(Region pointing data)
┄┄┄┄┄┄┄┄┄┄

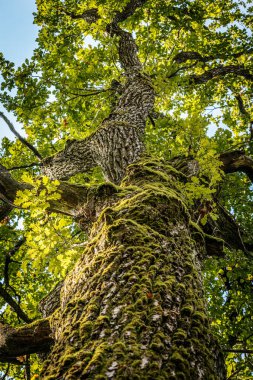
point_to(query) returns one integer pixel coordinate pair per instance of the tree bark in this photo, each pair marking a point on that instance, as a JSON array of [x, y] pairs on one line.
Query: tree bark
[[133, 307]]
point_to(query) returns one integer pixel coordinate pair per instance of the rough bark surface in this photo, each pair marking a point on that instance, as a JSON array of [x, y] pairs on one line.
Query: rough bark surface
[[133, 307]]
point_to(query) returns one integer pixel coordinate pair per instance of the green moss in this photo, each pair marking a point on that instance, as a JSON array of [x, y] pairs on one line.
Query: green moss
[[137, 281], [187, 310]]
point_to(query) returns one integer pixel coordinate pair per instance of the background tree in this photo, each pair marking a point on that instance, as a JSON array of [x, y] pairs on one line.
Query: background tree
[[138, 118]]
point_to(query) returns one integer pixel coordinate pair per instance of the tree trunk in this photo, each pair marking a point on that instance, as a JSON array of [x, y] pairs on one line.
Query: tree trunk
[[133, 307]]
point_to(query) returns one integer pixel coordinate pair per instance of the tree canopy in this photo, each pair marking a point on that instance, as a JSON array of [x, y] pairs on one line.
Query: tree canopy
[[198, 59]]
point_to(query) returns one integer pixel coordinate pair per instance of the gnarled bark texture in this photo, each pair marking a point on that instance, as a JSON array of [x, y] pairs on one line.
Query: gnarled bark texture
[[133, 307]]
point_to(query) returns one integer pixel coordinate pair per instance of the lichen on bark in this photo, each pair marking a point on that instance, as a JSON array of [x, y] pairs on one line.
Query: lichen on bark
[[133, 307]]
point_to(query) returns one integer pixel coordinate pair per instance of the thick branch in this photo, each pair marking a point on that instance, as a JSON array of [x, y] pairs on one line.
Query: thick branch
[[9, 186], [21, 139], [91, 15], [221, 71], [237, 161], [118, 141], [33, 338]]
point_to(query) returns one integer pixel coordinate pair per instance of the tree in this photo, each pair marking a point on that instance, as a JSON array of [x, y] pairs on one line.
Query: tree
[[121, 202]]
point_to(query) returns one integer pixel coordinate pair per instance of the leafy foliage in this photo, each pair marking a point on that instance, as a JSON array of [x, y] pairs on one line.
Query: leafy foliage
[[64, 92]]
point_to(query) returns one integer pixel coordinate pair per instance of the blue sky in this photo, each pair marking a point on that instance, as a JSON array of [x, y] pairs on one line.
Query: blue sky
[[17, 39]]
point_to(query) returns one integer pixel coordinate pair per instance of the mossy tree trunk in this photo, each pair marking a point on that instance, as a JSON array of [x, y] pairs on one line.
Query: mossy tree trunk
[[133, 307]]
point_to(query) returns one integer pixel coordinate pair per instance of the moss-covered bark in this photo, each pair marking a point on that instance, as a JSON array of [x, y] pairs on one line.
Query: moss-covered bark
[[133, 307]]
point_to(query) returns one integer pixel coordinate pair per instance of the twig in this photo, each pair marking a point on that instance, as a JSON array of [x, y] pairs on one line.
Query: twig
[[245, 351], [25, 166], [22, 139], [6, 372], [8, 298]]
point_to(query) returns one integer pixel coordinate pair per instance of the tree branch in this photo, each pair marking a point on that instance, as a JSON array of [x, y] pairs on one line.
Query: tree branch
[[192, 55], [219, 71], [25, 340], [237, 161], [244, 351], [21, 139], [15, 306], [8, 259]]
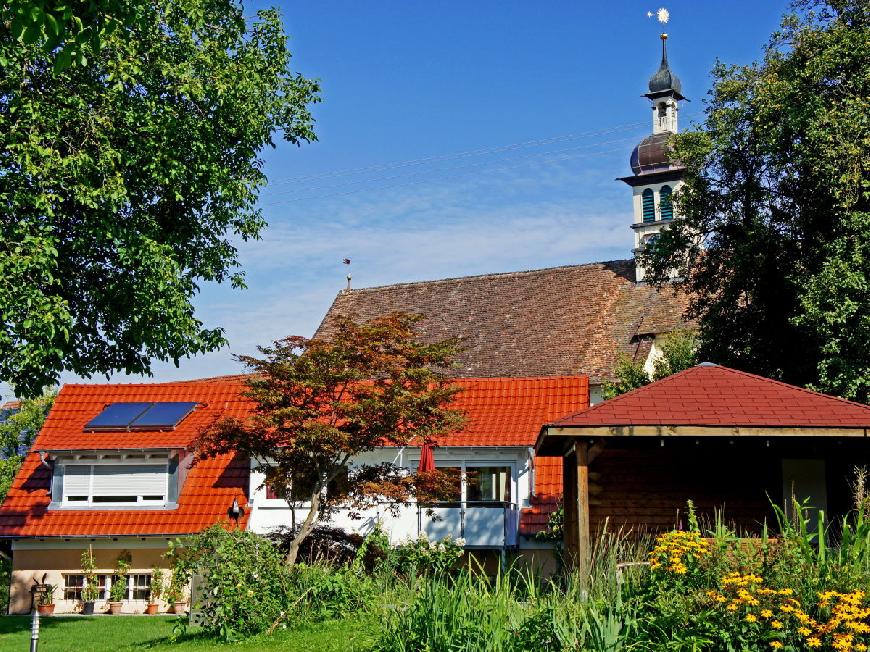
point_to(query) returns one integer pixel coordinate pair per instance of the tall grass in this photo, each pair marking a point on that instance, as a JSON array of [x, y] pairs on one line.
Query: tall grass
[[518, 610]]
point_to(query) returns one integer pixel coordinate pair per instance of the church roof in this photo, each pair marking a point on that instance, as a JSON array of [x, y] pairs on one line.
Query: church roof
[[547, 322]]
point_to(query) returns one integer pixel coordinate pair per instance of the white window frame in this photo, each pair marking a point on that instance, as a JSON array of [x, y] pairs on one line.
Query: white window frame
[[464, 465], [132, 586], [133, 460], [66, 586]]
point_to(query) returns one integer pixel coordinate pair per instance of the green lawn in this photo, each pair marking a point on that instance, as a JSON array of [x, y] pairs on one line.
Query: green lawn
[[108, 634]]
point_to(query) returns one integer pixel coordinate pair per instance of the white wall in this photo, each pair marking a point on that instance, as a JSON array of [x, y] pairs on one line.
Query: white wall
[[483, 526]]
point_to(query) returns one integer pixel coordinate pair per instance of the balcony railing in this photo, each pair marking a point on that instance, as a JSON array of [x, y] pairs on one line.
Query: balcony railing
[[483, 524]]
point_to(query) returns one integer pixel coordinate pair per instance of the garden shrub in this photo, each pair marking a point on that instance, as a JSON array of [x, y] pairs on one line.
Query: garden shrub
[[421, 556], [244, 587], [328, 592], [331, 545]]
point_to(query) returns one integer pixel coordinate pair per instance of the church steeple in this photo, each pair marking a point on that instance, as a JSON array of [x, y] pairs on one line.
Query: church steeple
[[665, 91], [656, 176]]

┄┄┄┄┄┄┄┄┄┄

§ DIRECTIONS FOR THIS TASK: Above are the records; copy every one of them exactly and omit the images.

§ EXERCISE RESPONSE:
point_to(query) returns one integer pixel coordinate pair per instance of the tree bark in this photo, each pair marking a point on that instance, as a JSON array of [x, y] pairs on one line.
Query: tree bark
[[133, 307]]
point_to(query) returns one integer pixel coordinate pair per instance of the rough bark surface in this photo, each pair marking a point on that instance, as a JSON array of [x, y] pairs on one line.
Query: rough bark surface
[[133, 307]]
point_to(query) returns one integer pixel coordinate pair per instance of the green moss in this photo, each pair marking a point on that instance, as a JSON array of [x, y] pairs on one line.
Query: green moss
[[137, 281], [187, 310]]
point_to(query) returns one integer pixel coordinate pair per instance of the background tree in this photo, each pair marking a point on that instance, as a JSON array of [x, y] pairs on one line.
Query: background tree
[[138, 118]]
point_to(query) returns one integer pixel coordinate pair per instance of the tree trunk in this photo, each pair marking a point on that instance, as a JSON array of [x, y] pairs on one line.
Query: tree trunk
[[133, 307]]
point_to(query) returns one integer pixel coordinate pair per instance of the tree canopy in this photo, each pair marking a point on that instance, as a JSON array of [x, y] pairs on one line.
Query: tree canopy
[[198, 59]]
point_to(query) returns one integer pixel coordinate pair per instance of the gnarled bark texture in this photo, each pair marking a point on that instance, as a JSON array of [x, y] pairs on one line.
Query: gnarled bark texture
[[133, 307]]
point_to(query) returns one integer pixel coordinate pair per instance of the lichen on bark in this photo, each pair marking a point on that instance, as a JSON array of [x, y] pairs on one line.
Query: lichen on bark
[[133, 307]]
point_to(query) returns one integer pixel coordinate pair per instance of the thick branch in this photo, each pair marking a point on that instance, as a JSON array of [x, y] pairs on one line.
Query: thick branch
[[9, 186], [21, 139], [91, 15], [221, 71], [237, 161], [118, 141], [33, 338]]
point_to(query) returns one integer pixel coordinate pair per instance of the tree in this photo, each pair marking a point on that instance, as a JSON array of [x, y] pairs on one line.
Query: tree
[[121, 202]]
point_to(query) returns one integer pixel coordinate pair per instance of the leafy foliage in this photo, each pair marking a point on that instance, as a JSON array of [x, y] pairs on one line.
Query: leafy foliage
[[64, 92]]
point_to(query) returns one integer pixel coordinate pair per instance of the blue sky in this photo, each pair marking a point on that instance, as a JSON array of [x, y] pairs on one line.
Query: blue sky
[[17, 39]]
point_to(query) returns one integer pixel coordinate pair per instance of the mossy tree trunk in this photo, each pair marking a point on that instance, as a JSON array of [x, y] pairs on one line.
Query: mossy tree trunk
[[133, 307]]
point_to(query) returns one integer pixel coordinate pair per instance of the moss-covered bark in this photo, each pair marking a point on that instance, as a JSON array of [x, y] pairs on one line.
Query: moss-covered bark
[[133, 307]]
point_to(query) returns one integer pixel coordinate pair per instance of the twig in this photo, each pair marking a point on that instance, as a JSON array of [x, y] pairs on one line.
Query: twig
[[245, 351], [25, 166], [22, 139], [6, 372], [8, 298]]
point_to(query) returns one integer pixel coordinate pair per instance of the tree branch in this photo, each pair marking a point on that instance, as a JSON array of [x, y] pairs on one line.
Query: tree branch
[[192, 55], [219, 71], [25, 340], [237, 161], [244, 351], [21, 139], [15, 306], [8, 259]]
point_to(query) returns one integer pixel coordinate pair per instance of the tall grass in this photo, each pair marking a point on that instance, as a JSON array of [x, y] pairs on one line.
Query: tall grass
[[518, 610]]
point_to(query) returns one integer pixel coordinate pair per instance of the church roof in this photo, each pair marking a point on that instance, as a JSON array of [x, y] pairs on one line.
Query: church roof
[[547, 322]]
point_to(query) returns one integer pixel coordinate pair per instance of the white window frame in this photo, each pair marking a point on that instance, as a JSON array of [x, y] pairs on one line.
Query: white window frame
[[464, 465], [132, 586], [133, 460], [66, 586]]
point_to(query) returns one integer pixel coordinate pair per instance of the green lawn in this photo, each pair marking a point on that instance, as a JSON array of [x, y] pairs on one line.
Query: green lawn
[[108, 634]]
point_to(query) returns one integer pixel coordinate pair per instance of the white wall in this photo, each pair marking a point on that instance, as a JSON array of [x, y] pairs on one line.
Query: white wall
[[483, 526]]
point_to(query) returns one integer pixel coordinate pair per instance of the balcony railing in this photo, each pair marking a point on that instance, as a JSON array of [x, y] pairs on one line.
Query: balcony railing
[[483, 524]]
point_to(query) returns one integer pixel coordinate pair per instance of the garden shrub in this photo, each pair marking a point on that instance, as a JSON array of [x, y] pairs on one line.
Query: garden shrub
[[421, 556], [244, 587], [328, 592], [331, 545]]
point_to(query) returns one integer pixel coordinate pair per instance of the church steeple in this photo, each pair marking a point on that instance, as a JSON array of [x, y] pairs on one line.
Query: church steeple
[[665, 91], [656, 176]]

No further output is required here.